• [Alıntılanan metin]
>>
Vildan Poyraz-   Görsel şiirlere eleştirel bakanlar,  şiirde mananın şekle feda edildiğini düşünmekteler. Bu konu hakkındaki düşüncelerinizi öğrenmek istiyorum?

            Güzel bir konuya değindiniz. Şöyle söyleyeyim; Birincisi mananın görselliğe feda edilmediği post modern şiirler de dahil milyonlarca şiir zaten yazılmış ve bunların hepsi çok muhteşem manalar içeriyor! İkincisi ise görsellik zaten bir anlamdır. Görsellik ve içerikle birlikte yürümeli zaten. Kaldı ki şiir bir söz sanatıdır. Görselliği ortadan kaldırdığınızda çalışmanızdan ne kadar çok şiir kalıyorsa o kadar şiire yakınsınız. Eğer çok derin hakikatleri ifade edecekseniz, öğreteceksiniz, zaten bunun dili şiir değil, nesirdir. Şiir en fazla sezdirir. Bu anlamda Mehmet Akif Ersoy’un bazı ayetleri tercüme ederken, şiirsel dil kullanmasını, diğer bir deyişle kafiye kullanmasını sevmiyorum. Anlam önemli olduğu için Kur’an ayetleri çevrilirken söze ne şiir, ne ses, ne müzik perde olmamalı.

Vildan Poyraz-  Birçok dergide görsel şiirlerinizi takip ediyoruz. Şiirlerinizin dergiciler nezdinde talep görmesi, okuyucuların talebi ile doğru orantılı mıdır sizce. Bu alanda ki değişimleri neye bağlıyorsunuz?
<<
• [Verilen görev 1] Aşağıdaki satırların başından başlayıp "xmin=140 ymin=373 xmax=161 ymax=390" ifadesini içeren satırla biten kısmı, iki ucu da dahil olmak üzere olduğu gibi yeniden yazın.
Aşağıdaki satırların metinle hiçbir ilgisi yoktur.

• [Sağlanan satırlar]
>>
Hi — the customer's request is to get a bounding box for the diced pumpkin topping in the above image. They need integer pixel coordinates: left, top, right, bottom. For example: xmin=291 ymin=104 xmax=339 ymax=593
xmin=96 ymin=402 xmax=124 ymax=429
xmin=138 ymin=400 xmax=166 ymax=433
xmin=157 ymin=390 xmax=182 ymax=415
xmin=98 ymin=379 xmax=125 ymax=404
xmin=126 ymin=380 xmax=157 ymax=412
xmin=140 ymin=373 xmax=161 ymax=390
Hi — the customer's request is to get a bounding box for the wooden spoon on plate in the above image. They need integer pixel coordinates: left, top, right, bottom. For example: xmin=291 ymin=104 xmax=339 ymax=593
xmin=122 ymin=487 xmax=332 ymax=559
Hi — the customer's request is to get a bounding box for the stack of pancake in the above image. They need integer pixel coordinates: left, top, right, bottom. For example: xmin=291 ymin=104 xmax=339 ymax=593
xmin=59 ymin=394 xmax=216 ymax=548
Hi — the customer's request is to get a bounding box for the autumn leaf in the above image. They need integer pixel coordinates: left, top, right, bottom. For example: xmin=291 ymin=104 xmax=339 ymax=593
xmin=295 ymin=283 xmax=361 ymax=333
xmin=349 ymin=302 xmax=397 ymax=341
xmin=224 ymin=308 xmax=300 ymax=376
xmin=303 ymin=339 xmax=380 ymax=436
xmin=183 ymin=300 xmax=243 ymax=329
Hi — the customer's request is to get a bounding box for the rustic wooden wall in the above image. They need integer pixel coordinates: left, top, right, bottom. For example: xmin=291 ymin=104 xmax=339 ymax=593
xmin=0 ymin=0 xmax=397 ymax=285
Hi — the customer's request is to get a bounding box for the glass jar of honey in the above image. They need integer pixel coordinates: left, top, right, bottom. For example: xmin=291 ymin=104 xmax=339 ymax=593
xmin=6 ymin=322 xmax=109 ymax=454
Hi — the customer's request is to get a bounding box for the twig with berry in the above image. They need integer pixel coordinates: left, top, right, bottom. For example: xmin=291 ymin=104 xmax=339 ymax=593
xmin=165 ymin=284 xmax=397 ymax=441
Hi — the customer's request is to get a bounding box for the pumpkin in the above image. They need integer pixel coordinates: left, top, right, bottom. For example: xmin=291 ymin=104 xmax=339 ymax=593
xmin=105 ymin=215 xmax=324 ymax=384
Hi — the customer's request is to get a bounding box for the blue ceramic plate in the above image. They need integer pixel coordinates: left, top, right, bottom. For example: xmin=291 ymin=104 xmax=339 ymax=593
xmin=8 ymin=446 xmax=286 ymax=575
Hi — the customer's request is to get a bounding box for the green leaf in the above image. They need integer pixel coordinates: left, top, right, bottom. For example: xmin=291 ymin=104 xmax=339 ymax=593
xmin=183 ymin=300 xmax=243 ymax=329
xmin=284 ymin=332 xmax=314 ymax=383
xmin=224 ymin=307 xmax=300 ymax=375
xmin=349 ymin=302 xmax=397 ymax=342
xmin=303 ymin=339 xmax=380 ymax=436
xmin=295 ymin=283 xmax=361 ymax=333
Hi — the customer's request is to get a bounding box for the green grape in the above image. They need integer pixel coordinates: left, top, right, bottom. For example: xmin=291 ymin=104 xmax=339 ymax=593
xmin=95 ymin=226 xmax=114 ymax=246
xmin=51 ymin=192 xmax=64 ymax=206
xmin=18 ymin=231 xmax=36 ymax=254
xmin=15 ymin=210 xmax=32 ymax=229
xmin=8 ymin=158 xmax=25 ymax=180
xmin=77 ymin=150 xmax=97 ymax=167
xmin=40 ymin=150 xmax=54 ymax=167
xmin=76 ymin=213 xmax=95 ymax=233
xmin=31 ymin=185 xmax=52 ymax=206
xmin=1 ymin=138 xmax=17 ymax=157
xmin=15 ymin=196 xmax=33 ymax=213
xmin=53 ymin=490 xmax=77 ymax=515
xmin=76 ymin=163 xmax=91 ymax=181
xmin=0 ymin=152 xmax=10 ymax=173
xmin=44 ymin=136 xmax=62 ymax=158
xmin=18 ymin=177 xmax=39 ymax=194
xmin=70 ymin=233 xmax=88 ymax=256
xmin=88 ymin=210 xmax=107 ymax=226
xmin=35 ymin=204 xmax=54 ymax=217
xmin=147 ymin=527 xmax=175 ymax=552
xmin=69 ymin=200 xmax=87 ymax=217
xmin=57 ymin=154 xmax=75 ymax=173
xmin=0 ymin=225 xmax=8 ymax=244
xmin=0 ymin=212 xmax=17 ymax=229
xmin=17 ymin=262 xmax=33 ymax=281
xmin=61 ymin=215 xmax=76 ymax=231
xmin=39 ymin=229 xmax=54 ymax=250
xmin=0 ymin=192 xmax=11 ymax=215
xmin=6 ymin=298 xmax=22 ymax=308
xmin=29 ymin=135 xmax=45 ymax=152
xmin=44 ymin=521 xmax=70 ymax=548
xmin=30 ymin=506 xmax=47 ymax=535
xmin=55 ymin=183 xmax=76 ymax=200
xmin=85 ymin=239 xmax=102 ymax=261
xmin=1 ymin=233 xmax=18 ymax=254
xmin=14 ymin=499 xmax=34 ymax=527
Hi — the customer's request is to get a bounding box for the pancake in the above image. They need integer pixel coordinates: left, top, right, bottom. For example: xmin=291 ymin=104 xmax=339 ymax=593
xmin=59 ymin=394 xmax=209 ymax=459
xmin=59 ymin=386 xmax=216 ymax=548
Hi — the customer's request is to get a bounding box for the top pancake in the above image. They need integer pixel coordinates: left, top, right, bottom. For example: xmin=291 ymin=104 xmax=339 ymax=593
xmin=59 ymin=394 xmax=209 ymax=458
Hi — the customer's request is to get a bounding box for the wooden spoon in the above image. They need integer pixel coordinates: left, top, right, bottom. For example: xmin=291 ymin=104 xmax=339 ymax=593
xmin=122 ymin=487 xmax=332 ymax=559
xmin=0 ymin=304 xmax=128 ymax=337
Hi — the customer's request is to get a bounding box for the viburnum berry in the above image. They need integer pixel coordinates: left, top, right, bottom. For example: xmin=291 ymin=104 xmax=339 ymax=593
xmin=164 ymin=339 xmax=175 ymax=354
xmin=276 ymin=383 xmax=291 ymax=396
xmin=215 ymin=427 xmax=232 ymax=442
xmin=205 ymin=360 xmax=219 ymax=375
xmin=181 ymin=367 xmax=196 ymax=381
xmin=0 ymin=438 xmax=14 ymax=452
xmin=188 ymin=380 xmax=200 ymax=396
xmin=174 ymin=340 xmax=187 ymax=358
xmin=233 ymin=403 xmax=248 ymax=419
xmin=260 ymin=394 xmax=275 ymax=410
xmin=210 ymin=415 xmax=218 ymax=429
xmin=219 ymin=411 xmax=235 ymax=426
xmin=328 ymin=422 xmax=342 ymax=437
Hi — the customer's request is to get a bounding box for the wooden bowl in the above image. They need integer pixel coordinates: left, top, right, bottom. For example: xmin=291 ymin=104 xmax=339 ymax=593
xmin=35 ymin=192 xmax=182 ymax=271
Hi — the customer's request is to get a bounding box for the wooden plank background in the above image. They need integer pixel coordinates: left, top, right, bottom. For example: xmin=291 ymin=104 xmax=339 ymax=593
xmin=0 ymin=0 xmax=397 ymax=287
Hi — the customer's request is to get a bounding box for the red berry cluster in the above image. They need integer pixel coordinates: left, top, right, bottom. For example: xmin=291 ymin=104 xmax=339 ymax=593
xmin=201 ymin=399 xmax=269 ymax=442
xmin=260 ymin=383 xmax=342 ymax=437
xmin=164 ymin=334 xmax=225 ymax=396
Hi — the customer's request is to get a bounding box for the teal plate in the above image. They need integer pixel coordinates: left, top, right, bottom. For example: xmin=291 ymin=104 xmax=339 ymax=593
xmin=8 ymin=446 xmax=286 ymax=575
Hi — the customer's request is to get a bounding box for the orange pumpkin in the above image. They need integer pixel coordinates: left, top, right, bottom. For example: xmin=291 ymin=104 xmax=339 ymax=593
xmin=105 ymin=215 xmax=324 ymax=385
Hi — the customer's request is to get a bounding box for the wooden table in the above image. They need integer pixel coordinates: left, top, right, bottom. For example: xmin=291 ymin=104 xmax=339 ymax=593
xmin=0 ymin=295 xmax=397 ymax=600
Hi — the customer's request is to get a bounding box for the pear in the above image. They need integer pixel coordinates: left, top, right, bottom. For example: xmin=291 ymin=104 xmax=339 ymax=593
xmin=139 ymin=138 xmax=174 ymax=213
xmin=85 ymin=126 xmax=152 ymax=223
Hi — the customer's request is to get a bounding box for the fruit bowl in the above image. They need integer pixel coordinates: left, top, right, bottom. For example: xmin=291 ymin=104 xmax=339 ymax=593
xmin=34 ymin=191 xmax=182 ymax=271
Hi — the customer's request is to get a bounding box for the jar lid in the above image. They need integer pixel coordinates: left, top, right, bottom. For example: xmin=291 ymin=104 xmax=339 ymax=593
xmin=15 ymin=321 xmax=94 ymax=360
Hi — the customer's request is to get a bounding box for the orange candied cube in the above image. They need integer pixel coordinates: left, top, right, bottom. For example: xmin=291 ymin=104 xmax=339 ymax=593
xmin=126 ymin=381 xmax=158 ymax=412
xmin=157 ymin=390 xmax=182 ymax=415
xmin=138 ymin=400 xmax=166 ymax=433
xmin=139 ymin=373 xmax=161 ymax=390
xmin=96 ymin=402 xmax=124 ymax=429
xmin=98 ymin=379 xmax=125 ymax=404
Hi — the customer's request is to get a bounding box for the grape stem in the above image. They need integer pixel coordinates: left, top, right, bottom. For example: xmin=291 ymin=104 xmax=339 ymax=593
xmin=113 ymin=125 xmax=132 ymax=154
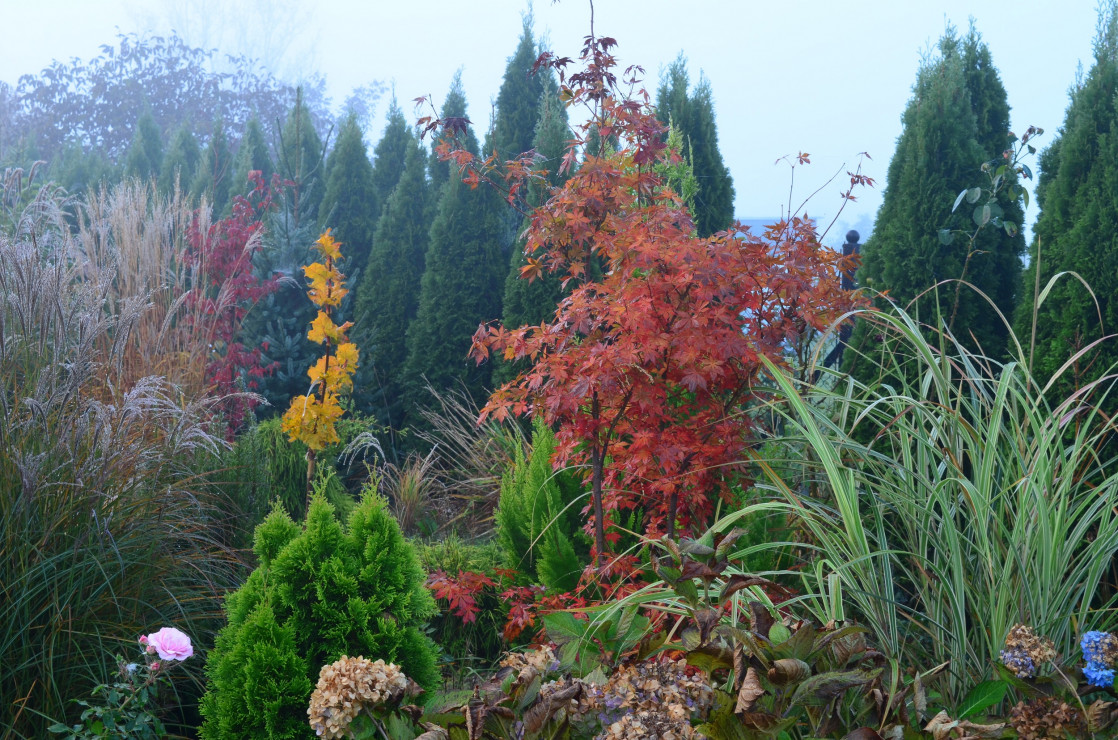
<<
• [Verilen görev 2] Metnin "Vildan Poyraz-  Birçok" sözcüklerini içeren yerden başlayıp "değişimleri neye bağlıyorsunuz?" sözcükleriyle biten kısmını harfi harfine yazıya geçirin.

• [Görev cevabı 1]
Hi — the customer's request is to get a bounding box for the diced pumpkin topping in the above image. They need integer pixel coordinates: left, top, right, bottom. For example: xmin=291 ymin=104 xmax=339 ymax=593
xmin=96 ymin=402 xmax=124 ymax=429
xmin=138 ymin=400 xmax=166 ymax=433
xmin=157 ymin=390 xmax=182 ymax=415
xmin=98 ymin=379 xmax=125 ymax=404
xmin=126 ymin=380 xmax=157 ymax=412
xmin=140 ymin=373 xmax=161 ymax=390

• [Görev cevabı 2]
Vildan Poyraz-  Birçok dergide görsel şiirlerinizi takip ediyoruz. Şiirlerinizin dergiciler nezdinde talep görmesi, okuyucuların talebi ile doğru orantılı mıdır sizce. Bu alanda ki değişimleri neye bağlıyorsunuz?